**BRIEF**
Print the data that follows exactly.

□ □ □ □

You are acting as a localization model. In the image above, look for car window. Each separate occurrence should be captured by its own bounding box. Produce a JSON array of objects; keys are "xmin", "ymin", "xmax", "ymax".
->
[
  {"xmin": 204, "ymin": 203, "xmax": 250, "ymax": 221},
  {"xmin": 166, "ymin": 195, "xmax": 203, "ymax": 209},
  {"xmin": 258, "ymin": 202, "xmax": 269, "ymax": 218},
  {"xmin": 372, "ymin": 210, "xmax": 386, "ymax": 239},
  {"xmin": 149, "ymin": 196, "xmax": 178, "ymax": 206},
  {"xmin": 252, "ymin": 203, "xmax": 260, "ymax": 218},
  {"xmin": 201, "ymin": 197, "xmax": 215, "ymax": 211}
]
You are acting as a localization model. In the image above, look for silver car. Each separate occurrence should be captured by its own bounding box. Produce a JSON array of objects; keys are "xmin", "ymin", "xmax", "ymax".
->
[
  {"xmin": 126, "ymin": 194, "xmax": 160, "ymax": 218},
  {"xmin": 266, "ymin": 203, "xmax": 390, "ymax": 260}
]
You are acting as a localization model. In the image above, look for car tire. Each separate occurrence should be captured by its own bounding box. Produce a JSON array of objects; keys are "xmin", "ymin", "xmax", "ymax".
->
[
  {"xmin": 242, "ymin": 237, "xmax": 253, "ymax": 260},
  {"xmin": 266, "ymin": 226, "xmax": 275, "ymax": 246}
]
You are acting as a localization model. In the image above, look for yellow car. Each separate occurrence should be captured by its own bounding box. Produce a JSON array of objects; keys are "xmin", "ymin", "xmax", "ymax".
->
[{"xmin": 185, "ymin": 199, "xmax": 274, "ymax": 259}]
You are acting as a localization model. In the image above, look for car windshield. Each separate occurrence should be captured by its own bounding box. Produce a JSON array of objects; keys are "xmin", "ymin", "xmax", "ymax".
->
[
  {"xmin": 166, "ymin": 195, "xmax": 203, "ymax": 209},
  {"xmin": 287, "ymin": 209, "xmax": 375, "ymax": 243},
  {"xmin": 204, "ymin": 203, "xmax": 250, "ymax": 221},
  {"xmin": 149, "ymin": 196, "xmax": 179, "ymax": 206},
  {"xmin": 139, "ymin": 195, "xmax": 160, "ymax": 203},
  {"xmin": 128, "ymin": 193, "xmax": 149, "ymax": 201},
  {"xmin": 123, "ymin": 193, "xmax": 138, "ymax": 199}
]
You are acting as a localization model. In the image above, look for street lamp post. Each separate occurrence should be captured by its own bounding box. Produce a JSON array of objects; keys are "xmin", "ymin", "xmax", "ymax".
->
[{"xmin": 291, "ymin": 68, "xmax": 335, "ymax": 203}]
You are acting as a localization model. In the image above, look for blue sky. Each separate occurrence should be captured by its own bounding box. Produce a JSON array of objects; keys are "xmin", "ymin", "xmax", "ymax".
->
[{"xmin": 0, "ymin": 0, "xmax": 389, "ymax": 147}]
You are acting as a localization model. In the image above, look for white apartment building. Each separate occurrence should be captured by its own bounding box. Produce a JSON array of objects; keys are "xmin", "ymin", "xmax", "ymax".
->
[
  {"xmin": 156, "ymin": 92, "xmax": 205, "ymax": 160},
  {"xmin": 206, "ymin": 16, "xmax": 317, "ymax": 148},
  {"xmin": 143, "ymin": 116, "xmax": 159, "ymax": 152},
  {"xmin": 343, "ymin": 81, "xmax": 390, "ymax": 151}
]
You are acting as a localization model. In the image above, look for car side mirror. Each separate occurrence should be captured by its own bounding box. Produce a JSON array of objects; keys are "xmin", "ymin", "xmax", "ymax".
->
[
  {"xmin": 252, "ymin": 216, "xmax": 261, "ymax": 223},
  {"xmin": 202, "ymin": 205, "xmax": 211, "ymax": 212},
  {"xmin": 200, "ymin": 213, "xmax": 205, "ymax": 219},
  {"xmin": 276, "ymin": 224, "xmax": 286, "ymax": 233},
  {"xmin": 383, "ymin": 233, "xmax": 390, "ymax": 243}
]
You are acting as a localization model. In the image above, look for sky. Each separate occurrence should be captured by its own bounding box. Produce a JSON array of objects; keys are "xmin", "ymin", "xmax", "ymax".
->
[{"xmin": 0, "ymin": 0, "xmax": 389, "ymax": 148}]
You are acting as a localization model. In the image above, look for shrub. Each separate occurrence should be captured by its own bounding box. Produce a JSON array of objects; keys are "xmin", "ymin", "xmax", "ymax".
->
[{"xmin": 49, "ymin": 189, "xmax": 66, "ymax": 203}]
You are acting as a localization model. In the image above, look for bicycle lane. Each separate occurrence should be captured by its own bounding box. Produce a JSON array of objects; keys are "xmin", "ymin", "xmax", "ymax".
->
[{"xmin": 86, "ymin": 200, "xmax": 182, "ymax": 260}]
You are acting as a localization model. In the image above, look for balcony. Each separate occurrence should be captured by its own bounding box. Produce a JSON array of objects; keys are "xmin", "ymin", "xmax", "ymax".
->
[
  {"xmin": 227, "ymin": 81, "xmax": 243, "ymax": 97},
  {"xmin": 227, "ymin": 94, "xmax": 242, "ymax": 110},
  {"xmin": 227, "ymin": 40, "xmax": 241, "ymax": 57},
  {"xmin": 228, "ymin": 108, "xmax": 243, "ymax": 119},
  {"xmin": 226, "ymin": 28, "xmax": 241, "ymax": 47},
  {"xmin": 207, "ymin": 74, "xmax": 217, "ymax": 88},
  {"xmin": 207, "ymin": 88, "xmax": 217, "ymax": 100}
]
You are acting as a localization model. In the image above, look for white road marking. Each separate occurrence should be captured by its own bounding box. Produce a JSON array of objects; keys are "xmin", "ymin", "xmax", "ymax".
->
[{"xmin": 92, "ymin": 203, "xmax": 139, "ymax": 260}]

□ □ □ □

**OUTPUT OF THE EXERCISE**
You are acting as a localization model. In the image above, look for car window. Each separate occurrence should be captured by its own bounding box. Produce a JSON array of objects; keys are "xmin", "ymin", "xmax", "ymax".
->
[
  {"xmin": 204, "ymin": 203, "xmax": 250, "ymax": 221},
  {"xmin": 166, "ymin": 195, "xmax": 203, "ymax": 209},
  {"xmin": 258, "ymin": 202, "xmax": 269, "ymax": 218},
  {"xmin": 372, "ymin": 210, "xmax": 386, "ymax": 239},
  {"xmin": 149, "ymin": 196, "xmax": 178, "ymax": 206},
  {"xmin": 252, "ymin": 203, "xmax": 260, "ymax": 218},
  {"xmin": 201, "ymin": 197, "xmax": 215, "ymax": 211}
]
You are acting as a localization model. In the image above, look for silver car. Each separate occurrence should be captured by its own bounding box. Produce a JSON array of objects; keys are "xmin", "ymin", "xmax", "ymax".
->
[
  {"xmin": 126, "ymin": 194, "xmax": 160, "ymax": 218},
  {"xmin": 266, "ymin": 203, "xmax": 390, "ymax": 260}
]
You are acting as a localization model. In the image above, look for car tire. Each separate occurrence should be captured by its own bounding box. Produce a JSON array of objects; keys are "xmin", "ymin", "xmax", "ymax".
->
[
  {"xmin": 242, "ymin": 237, "xmax": 253, "ymax": 260},
  {"xmin": 266, "ymin": 226, "xmax": 275, "ymax": 246}
]
You are acting as a localization model. In the image above, look for yellow car. Each separate occurrence should be captured by its own bounding box. Produce a JSON array of objects; keys are "xmin", "ymin", "xmax", "ymax".
->
[{"xmin": 185, "ymin": 199, "xmax": 274, "ymax": 259}]
You are acting as a localization model. In the image above, look for car windshield. Each separate occurrence should be captured by its own bounding box. Produce a JSON array of objects; keys are "xmin", "ymin", "xmax", "ymax".
->
[
  {"xmin": 166, "ymin": 195, "xmax": 203, "ymax": 209},
  {"xmin": 287, "ymin": 209, "xmax": 375, "ymax": 243},
  {"xmin": 204, "ymin": 203, "xmax": 250, "ymax": 221},
  {"xmin": 149, "ymin": 196, "xmax": 179, "ymax": 206},
  {"xmin": 139, "ymin": 195, "xmax": 160, "ymax": 203},
  {"xmin": 128, "ymin": 193, "xmax": 149, "ymax": 201},
  {"xmin": 123, "ymin": 193, "xmax": 138, "ymax": 199}
]
You are acting as a localization model. In the image above, look for street lamp post. Each separate occurrence should be captured by its own bounding box. Produce a JSON array of objects; keys are "xmin", "ymin", "xmax", "ymax".
->
[{"xmin": 291, "ymin": 68, "xmax": 335, "ymax": 203}]
You are acting as a localization model. In the image above, look for blue sky. Each separate occurrence should be captured by its own bounding box. Produce a JSON array of objects; keys are "xmin", "ymin", "xmax", "ymax".
->
[{"xmin": 0, "ymin": 0, "xmax": 389, "ymax": 147}]
You are acting as a localization model. In the image above, look for white apartment building. Each separate occurrence should be captured by its own bounding box. Produce a JSON array of objects; keys are "xmin", "ymin", "xmax", "ymax".
->
[
  {"xmin": 156, "ymin": 92, "xmax": 205, "ymax": 160},
  {"xmin": 206, "ymin": 16, "xmax": 317, "ymax": 148},
  {"xmin": 143, "ymin": 116, "xmax": 159, "ymax": 152},
  {"xmin": 343, "ymin": 81, "xmax": 390, "ymax": 151}
]
You are acting as a localization model. In the image above, look for car side mirror. Each separate occurrence should be captured by its own bounding box. Produce a JSON array of objects; keys are "xmin", "ymin", "xmax", "ymax".
->
[
  {"xmin": 252, "ymin": 216, "xmax": 261, "ymax": 223},
  {"xmin": 202, "ymin": 205, "xmax": 211, "ymax": 212},
  {"xmin": 200, "ymin": 213, "xmax": 205, "ymax": 219},
  {"xmin": 276, "ymin": 224, "xmax": 286, "ymax": 233},
  {"xmin": 383, "ymin": 233, "xmax": 390, "ymax": 243}
]
You are acting as a localization model. In the image above, look for sky. Each separate occurrence should be captured by its own bounding box. Produce a JSON array of objects; keys are "xmin", "ymin", "xmax", "ymax".
->
[{"xmin": 0, "ymin": 0, "xmax": 389, "ymax": 148}]
You are acting as a localization model. In the image above, look for shrub. Each separate occurrence should be captured by its own bounding box. Produce a JSON array of objects; keys are "xmin", "ymin", "xmax", "ymax".
->
[{"xmin": 49, "ymin": 189, "xmax": 66, "ymax": 203}]
You are acting as a localization model. In the image above, look for bicycle lane. Each separate occurrence should be captured by its own bounding box. Produce a JSON array of objects; keys are "xmin", "ymin", "xmax", "ymax".
->
[{"xmin": 86, "ymin": 200, "xmax": 182, "ymax": 260}]
You are acting as a localization model. In the image above, look for balcony. Each separate occurrence should be captured by its own bounding box. Produce a JSON array of objects; keys are "xmin", "ymin", "xmax", "ymax".
->
[
  {"xmin": 227, "ymin": 81, "xmax": 243, "ymax": 97},
  {"xmin": 227, "ymin": 94, "xmax": 242, "ymax": 110},
  {"xmin": 227, "ymin": 40, "xmax": 241, "ymax": 57},
  {"xmin": 228, "ymin": 108, "xmax": 243, "ymax": 119},
  {"xmin": 226, "ymin": 28, "xmax": 241, "ymax": 47},
  {"xmin": 207, "ymin": 74, "xmax": 217, "ymax": 88},
  {"xmin": 207, "ymin": 88, "xmax": 217, "ymax": 100}
]
You are acting as a localization model. In the image above, look for white road marking. Each separate occurrence should be captured by its own bounding box. Produce a JSON array of objects; keys are "xmin", "ymin", "xmax", "ymax".
->
[{"xmin": 92, "ymin": 203, "xmax": 139, "ymax": 260}]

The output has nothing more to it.